*** Opening of Input ***

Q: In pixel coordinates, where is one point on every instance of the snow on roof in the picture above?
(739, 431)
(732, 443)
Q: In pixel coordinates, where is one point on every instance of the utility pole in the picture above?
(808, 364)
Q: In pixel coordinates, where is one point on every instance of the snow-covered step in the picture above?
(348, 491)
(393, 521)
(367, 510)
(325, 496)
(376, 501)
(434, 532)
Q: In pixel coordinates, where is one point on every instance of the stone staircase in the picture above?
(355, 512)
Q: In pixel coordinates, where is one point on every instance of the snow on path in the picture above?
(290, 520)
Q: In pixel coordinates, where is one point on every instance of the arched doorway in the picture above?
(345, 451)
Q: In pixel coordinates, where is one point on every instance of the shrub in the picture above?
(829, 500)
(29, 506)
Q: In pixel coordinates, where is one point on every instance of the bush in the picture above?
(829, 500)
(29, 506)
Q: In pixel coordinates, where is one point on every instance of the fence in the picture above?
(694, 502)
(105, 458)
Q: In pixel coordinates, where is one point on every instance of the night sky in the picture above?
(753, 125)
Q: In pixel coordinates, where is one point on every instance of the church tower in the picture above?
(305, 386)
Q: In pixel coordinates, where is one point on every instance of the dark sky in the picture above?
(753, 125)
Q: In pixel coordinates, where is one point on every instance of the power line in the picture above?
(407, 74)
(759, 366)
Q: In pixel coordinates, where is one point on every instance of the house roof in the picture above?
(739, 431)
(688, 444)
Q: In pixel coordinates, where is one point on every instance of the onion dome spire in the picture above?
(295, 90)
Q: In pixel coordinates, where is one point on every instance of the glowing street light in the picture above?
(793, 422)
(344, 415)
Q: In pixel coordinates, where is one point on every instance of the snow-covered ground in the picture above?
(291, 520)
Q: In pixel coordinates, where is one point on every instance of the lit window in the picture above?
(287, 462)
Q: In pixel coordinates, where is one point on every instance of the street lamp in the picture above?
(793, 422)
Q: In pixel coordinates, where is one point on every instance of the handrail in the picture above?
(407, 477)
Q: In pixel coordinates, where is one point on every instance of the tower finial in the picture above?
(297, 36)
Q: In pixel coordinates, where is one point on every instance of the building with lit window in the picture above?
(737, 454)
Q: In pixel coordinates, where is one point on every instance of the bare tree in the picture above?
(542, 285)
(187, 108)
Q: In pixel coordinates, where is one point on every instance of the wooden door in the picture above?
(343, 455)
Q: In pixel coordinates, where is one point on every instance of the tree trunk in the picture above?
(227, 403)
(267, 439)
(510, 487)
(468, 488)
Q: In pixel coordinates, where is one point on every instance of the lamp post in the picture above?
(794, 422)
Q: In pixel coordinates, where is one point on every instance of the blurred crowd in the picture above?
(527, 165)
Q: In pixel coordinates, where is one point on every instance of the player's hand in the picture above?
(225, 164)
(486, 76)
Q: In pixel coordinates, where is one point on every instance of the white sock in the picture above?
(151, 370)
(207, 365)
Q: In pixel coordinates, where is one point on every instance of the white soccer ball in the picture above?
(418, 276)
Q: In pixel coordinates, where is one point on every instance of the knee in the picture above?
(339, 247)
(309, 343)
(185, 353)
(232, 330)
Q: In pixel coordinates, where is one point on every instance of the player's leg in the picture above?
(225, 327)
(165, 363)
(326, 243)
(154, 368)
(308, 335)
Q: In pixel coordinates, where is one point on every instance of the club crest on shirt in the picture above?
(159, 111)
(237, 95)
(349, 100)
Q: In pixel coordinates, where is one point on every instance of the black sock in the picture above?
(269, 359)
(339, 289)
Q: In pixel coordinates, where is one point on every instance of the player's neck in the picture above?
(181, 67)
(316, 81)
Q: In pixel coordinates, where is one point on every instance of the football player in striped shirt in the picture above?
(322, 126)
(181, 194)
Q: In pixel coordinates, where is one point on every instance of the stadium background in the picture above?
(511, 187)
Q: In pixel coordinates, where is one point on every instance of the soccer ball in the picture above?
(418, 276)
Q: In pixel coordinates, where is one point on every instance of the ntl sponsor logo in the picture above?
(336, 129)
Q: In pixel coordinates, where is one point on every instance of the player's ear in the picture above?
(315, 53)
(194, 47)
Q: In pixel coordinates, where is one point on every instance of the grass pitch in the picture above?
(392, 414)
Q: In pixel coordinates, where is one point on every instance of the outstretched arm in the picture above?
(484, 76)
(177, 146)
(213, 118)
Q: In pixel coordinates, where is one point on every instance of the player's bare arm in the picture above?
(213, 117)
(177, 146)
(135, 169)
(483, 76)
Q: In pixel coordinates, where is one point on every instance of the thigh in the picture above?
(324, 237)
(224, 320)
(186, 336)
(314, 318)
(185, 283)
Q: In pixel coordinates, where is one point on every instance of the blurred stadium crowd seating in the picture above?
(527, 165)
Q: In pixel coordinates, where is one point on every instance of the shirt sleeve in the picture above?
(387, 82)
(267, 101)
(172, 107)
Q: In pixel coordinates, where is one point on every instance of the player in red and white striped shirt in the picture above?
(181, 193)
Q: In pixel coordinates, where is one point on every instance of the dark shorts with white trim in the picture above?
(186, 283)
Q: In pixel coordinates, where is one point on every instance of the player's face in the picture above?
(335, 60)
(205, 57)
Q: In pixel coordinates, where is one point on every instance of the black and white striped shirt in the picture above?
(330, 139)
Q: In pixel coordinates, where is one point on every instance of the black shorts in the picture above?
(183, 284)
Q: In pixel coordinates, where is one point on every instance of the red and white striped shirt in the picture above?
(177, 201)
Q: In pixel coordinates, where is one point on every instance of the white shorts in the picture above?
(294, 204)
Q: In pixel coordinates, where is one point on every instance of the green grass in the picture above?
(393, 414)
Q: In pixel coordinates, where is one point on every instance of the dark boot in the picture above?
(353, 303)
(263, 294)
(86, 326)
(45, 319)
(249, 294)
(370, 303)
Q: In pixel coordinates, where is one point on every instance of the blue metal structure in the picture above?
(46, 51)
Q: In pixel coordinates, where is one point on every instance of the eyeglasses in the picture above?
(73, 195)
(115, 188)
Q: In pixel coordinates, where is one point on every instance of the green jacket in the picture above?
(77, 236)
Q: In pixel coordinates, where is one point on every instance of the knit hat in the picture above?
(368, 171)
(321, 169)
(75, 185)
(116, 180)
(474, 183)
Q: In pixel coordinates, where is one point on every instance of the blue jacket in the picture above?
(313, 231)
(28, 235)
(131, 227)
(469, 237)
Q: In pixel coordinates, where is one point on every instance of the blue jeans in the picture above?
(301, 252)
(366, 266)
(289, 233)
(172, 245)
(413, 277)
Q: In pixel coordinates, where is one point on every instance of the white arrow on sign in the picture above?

*** Close of Input ***

:: Aim of the task ::
For each record above, write it out again exactly.

:: Exercise output ::
Q: In pixel coordinates, where is one point on every instance of the snow on roof in the picture above?
(739, 431)
(732, 443)
Q: In pixel coordinates, where is one point on every instance of the utility pole in the picture above?
(808, 364)
Q: In pixel coordinates, where is one point on every instance of the snow-covered step in the picture above?
(348, 491)
(393, 521)
(367, 510)
(325, 496)
(376, 501)
(434, 532)
Q: In pixel coordinates, where is one point on every instance of the stone staircase in the picture above?
(355, 512)
Q: In pixel coordinates, where is one point on every instance of the snow on path in the picture above?
(290, 520)
Q: In pixel coordinates, where is one point on every instance of the arched doorway in the picture above?
(345, 451)
Q: In pixel coordinates, where is one point on every instance of the shrub in the picture above?
(829, 500)
(29, 506)
Q: In pixel coordinates, where is one point on every instance of the bush in the picture above?
(829, 500)
(29, 506)
Q: In pixel coordinates, where is one point on every instance of the fence in the picture above?
(694, 502)
(105, 458)
Q: In pixel coordinates, where is one point on every instance of the night sky in the picture above?
(753, 125)
Q: In pixel coordinates, where is one point on every instance of the church tower in the picture above?
(305, 386)
Q: In pixel coordinates, where is one point on every instance of the dark sky in the picture above?
(753, 125)
Q: In pixel coordinates, where is one point on every instance of the power line in the picture above?
(407, 74)
(759, 366)
Q: In pixel coordinates, where is one point on every instance of the house roof in the picture above?
(739, 431)
(688, 444)
Q: In pixel coordinates, where is one point on every instance of the onion dome spire in the picture above?
(295, 90)
Q: In pixel coordinates, where is one point on every instance of the glowing street light in the picture above?
(793, 422)
(344, 415)
Q: In pixel coordinates, where is one point on every instance of the snow-covered ground in the picture above?
(291, 520)
Q: In pixel coordinates, where is one point on every instance of the lit window in the picture above?
(287, 462)
Q: In pixel coordinates, where is one point on every instance of the street lamp in the picture above?
(793, 422)
Q: In pixel coordinates, where is one point on every instance of the handrail in the picture above?
(407, 477)
Q: In pixel coordinates, where is one point on every instance of the tower finial in the picture above?
(297, 36)
Q: In pixel coordinates, where is one point on every instance of the building with lit window in the picture above?
(737, 454)
Q: In pixel coordinates, where is one point on every instance of the bare tree in the picture above?
(542, 285)
(187, 108)
Q: In pixel coordinates, where is one point on every instance of the wooden door in the picture above?
(343, 455)
Q: In pixel coordinates, where is one point on every instance of the tree trunk in the picture above?
(227, 403)
(267, 439)
(510, 487)
(468, 488)
Q: In pixel coordinates, where is one point on every instance of the lamp post in the picture above?
(794, 422)
Q: In pixel coordinates, where is one point on every instance of the blurred crowd in the picture above?
(527, 165)
Q: In pixel coordinates, where is one point on every instance of the player's hand in the picture above?
(225, 164)
(486, 76)
Q: In pixel coordinates, where is one point on every instance of the white sock in the picture above?
(151, 370)
(207, 365)
Q: In pixel coordinates, where is one point on every instance of the white soccer ball in the picture above?
(418, 276)
Q: In pixel coordinates, where is one point on every instance of the knee in the picture above?
(339, 247)
(309, 343)
(185, 353)
(232, 330)
Q: In pixel coordinates, where is one point on every instance of the player's leg in the picture above?
(225, 327)
(165, 363)
(326, 243)
(154, 368)
(308, 335)
Q: In pixel coordinates, where is one point on every instance of the club crest on shirt in the picture above?
(159, 111)
(237, 95)
(349, 100)
Q: In pixel coordinates, where is one point on every instance of the black sock in the picture above?
(269, 359)
(339, 289)
Q: In pixel coordinates, where is one point on every instance of the player's neck in the picture above?
(181, 67)
(316, 81)
Q: In pixel coordinates, where is one point on every instance of the football player in striped shirt in the picture above?
(322, 126)
(181, 194)
Q: In pixel coordinates, where is one point on every instance of the stadium background in the picture above?
(511, 187)
Q: In pixel coordinates, where is one point on every instance of the soccer ball in the picture above?
(418, 276)
Q: In pixel coordinates, where is one point on every instance of the ntl sponsor logo in the picture above?
(336, 129)
Q: In pixel coordinates, where is one point on every instance of the player's ear in the picture above?
(315, 53)
(194, 47)
Q: In pixel coordinates, where is one point on every instance of the grass pitch in the picture above?
(392, 414)
Q: In pixel coordinates, where is one point on every instance of the outstretched arm in the picture above?
(484, 76)
(177, 146)
(213, 118)
Q: In pixel coordinates, where is one point on every instance of the player's bare arm in the picture above?
(213, 117)
(177, 146)
(135, 169)
(483, 76)
Q: In pixel coordinates, where is one point on every instance of the thigh in the picture above?
(324, 237)
(224, 320)
(186, 336)
(314, 318)
(185, 283)
Q: In pixel coordinates, where is one point on every instance of the blurred stadium crowd seating in the picture above?
(527, 165)
Q: In pixel coordinates, where is one point on every instance of the shirt sleeve in the picture above?
(387, 82)
(267, 101)
(172, 107)
Q: In pixel coordinates, where is one point on every instance of the player in red and white striped shirt in the picture above?
(181, 193)
Q: In pixel coordinates, where is one point on every instance of the dark shorts with white trim in the picture above?
(186, 283)
Q: In pixel coordinates, where is one point on every instance of the player's face in the picture above?
(335, 60)
(205, 57)
Q: In pixel coordinates, where is one point on every instance of the black and white striped shirt in the picture above?
(330, 139)
Q: In pixel coordinates, where is one point on every instance of the black shorts in the picture above?
(183, 284)
Q: In pixel coordinates, where is one point on every instance of the red and white striped shirt in the picture above?
(177, 201)
Q: In pixel coordinates, where is one point on every instance of the white shorts in the picture above?
(294, 204)
Q: In pixel coordinates, where is one point on every instance of the green grass in the picture above?
(393, 414)
Q: In pixel coordinates, where is one point on every instance of the dark boot in the picture above?
(353, 303)
(263, 294)
(86, 326)
(45, 319)
(249, 294)
(370, 303)
Q: In pixel coordinates, where is one point on every instance of the blue metal structure in the picture above?
(46, 51)
Q: In pixel coordinates, where is one point on every instance of the eyeglasses in the picture above?
(73, 195)
(115, 188)
Q: In pixel coordinates, where is one point on every instance of the green jacket in the picture above?
(77, 236)
Q: In pixel coordinates, where is one point on every instance of the knit hat in the picture above?
(368, 171)
(321, 169)
(75, 185)
(116, 180)
(474, 183)
Q: In pixel coordinates, where is one point on every instance of the blue jacket in the picture above?
(313, 231)
(28, 235)
(131, 227)
(469, 237)
Q: In pixel coordinates, where is one point on every instance of the blue jeans in the picture above?
(301, 252)
(366, 266)
(289, 233)
(172, 245)
(413, 277)
Q: In pixel coordinates, where is one point on every instance of the white arrow on sign in the picture above?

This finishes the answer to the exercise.